• [Aim of the task]:
Quote all of the entries word for word.

##########

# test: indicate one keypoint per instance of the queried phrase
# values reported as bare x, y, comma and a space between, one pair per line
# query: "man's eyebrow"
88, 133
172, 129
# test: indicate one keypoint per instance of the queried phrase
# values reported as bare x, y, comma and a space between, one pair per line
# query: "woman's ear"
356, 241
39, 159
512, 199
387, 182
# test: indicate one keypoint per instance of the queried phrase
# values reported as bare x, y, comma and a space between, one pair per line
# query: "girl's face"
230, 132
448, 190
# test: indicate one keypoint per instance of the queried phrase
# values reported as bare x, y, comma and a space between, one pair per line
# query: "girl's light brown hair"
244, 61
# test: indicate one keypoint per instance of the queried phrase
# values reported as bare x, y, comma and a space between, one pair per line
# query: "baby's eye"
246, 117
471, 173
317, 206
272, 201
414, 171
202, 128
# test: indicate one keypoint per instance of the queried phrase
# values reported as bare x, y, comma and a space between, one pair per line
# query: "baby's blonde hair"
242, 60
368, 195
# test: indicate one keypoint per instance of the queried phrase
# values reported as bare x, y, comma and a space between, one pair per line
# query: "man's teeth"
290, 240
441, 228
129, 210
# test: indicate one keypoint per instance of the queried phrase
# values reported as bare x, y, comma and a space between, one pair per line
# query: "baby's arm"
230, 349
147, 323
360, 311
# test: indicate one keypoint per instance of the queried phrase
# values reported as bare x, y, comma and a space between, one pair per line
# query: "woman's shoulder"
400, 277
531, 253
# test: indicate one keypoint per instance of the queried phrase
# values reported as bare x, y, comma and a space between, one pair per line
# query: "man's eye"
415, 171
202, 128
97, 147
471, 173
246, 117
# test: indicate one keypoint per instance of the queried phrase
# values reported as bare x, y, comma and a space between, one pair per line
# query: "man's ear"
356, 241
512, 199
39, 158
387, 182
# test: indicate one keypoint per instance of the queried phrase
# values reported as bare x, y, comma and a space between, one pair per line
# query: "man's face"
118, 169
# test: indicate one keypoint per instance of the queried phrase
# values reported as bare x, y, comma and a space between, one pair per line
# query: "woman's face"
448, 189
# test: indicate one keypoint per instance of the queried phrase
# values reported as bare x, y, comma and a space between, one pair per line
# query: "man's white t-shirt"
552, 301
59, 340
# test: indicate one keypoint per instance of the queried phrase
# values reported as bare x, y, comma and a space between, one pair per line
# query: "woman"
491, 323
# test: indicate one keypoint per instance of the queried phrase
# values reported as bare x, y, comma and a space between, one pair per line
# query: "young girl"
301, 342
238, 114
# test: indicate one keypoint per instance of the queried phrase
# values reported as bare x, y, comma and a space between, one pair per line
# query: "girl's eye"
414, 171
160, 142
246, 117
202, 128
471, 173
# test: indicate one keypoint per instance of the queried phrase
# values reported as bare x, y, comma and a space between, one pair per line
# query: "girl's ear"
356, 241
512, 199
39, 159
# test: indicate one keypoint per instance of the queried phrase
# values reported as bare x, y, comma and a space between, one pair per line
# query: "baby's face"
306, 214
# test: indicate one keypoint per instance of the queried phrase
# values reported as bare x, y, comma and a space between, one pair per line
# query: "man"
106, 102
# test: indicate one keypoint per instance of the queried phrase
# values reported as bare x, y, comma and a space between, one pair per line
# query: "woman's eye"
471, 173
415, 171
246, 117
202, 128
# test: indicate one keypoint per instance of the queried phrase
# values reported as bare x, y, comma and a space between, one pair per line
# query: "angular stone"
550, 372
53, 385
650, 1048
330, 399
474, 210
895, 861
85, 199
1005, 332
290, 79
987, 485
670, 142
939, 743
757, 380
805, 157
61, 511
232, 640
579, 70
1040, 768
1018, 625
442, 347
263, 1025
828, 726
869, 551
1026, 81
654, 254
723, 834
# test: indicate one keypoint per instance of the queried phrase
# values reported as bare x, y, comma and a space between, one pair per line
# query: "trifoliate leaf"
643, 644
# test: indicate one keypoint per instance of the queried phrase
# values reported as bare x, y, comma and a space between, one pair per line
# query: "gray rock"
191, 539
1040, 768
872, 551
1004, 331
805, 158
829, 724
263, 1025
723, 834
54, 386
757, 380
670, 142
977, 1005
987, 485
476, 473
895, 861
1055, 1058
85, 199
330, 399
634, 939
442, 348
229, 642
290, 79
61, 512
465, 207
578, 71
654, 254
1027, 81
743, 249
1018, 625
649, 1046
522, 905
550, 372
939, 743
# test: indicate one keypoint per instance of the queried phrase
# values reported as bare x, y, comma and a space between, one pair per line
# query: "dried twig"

##########

• [Solution to this exercise]:
# test: indicate one keypoint per instance of the queried phrase
# values reported as bare x, y, comma and a space between, one pair per line
# query: "man's eyebrow"
88, 133
172, 129
# test: indicate one keypoint per instance of the queried phrase
# values reported as bare x, y, comma and a space between, one pair per line
# query: "woman's ear"
356, 241
39, 159
512, 199
387, 182
# test: indicate one keypoint per instance of the queried phrase
# values reported as bare x, y, comma and a space between, one pair per line
# query: "girl's face"
230, 132
448, 190
# test: indicate one keypoint per instance of the queried phrase
# values reported as bare x, y, comma and a space between, one pair per line
# query: "girl's light brown hair"
244, 61
# test: indicate one keypoint per instance of the queried phrase
# values reported as bare x, y, comma and a space between, one pair per line
# query: "baby's eye"
246, 117
471, 173
317, 206
272, 201
414, 171
202, 128
# test: indicate one keypoint per instance of the queried phrase
# values reported as bare x, y, comma and a space between, one pair per line
# query: "baby's blonde hair"
242, 60
368, 195
# test: indicate one keypoint per instance of the queried phrase
# values reported as bare x, y, comma and a space between, one pair per line
# query: "man's teeth"
290, 240
441, 228
129, 210
# test: indicate one keypoint per instance of the queried phrase
# values reported as bare x, y, comma and a space between, one pair per line
# query: "baby's arm"
230, 349
147, 323
360, 311
# test: indicate one keypoint per instance of the queried phrase
# values reported as bare x, y, comma and a space between, one pair per line
# query: "woman's shoulder"
400, 277
531, 253
# test: indicate one keypoint per instance of the queried phrase
# values reported as bare x, y, comma and a space between, one pair per line
# query: "man's eye"
415, 171
202, 128
97, 147
471, 173
246, 117
# test: indicate one keypoint per instance of the queried phrase
# values reported as bare x, y, comma and a space between, one pair per line
# query: "man's ear"
356, 241
512, 199
39, 158
387, 182
# test: indicate one keypoint per instance of the queried phrase
# values reported as bare x, y, comma and a space between, one pair per line
# query: "man's face"
118, 169
# test: indicate one keypoint per instance of the queried phrase
# values reported as bare x, y, comma and a space between, one pair per line
# query: "woman's face"
448, 189
# test: indicate one keypoint per instance of the queried phrase
# values reported as bare x, y, comma and a space between, one pair per line
# query: "man's white t-shirt"
552, 301
59, 340
# test: indicate one keypoint per instance of the queried phrase
# values reported as bare x, y, comma and a space between, one pair per line
# query: "woman"
491, 323
# test: indicate one keypoint per instance of the queried phrase
# values reported as bare x, y, comma and a space between, one pair per line
# query: "young girl"
301, 342
238, 114
# test: indicate one keypoint per instance of the queried phrase
# values reported as bare x, y, comma and a space between, one pair per line
# query: "girl's eye"
414, 171
160, 142
246, 117
202, 128
471, 173
# test: indicate one keypoint per instance of the queried phrase
# values reported as bare x, y, comma and a space between, one pair per line
# query: "girl's ear"
356, 241
512, 199
39, 159
# test: indicate one keypoint per instance of the queried phrase
# values reported as bare x, y, comma and a space between, one pair per line
# query: "baby's face"
306, 214
# test: indicate one keypoint per instance of the queried phrase
# values reported as bare x, y, comma and a space between, one pair per line
# query: "man"
106, 102
# test: indicate one keypoint per instance of the queried phrase
# values reported as bare x, y, comma and a space between, one pair per line
# query: "woman's eye"
471, 173
415, 171
246, 117
202, 128
# test: indicate one keypoint per instance of the queried phrase
# values reported as bare x, y, comma and a space between, one pair per line
# query: "angular stone"
550, 372
53, 385
650, 1048
330, 399
474, 210
895, 861
85, 199
1005, 332
290, 79
987, 485
670, 142
939, 743
757, 380
805, 157
61, 511
232, 640
579, 70
1040, 768
1018, 625
442, 347
263, 1025
828, 726
869, 551
1026, 81
654, 254
723, 834
# test: indicate one keypoint per instance of the queried phrase
# values reported as bare x, y, comma and a space between, one pair per line
# query: "trifoliate leaf"
643, 644
# test: indicate one keypoint per instance of the queried phrase
# values reported as bare x, y, comma and a space between, one pair per line
# query: "gray rock"
191, 539
1040, 768
872, 551
1004, 331
805, 158
829, 724
263, 1025
723, 834
54, 386
757, 380
670, 142
977, 1005
987, 485
476, 473
895, 861
1055, 1058
85, 199
330, 399
634, 939
442, 348
229, 642
290, 79
61, 512
465, 207
578, 71
654, 254
1027, 81
743, 249
1018, 625
649, 1046
522, 905
550, 372
939, 743
# test: indicate one keypoint per instance of the queried phrase
# values reported as bare x, y, comma and a space between, one pair per line
# query: "dried twig"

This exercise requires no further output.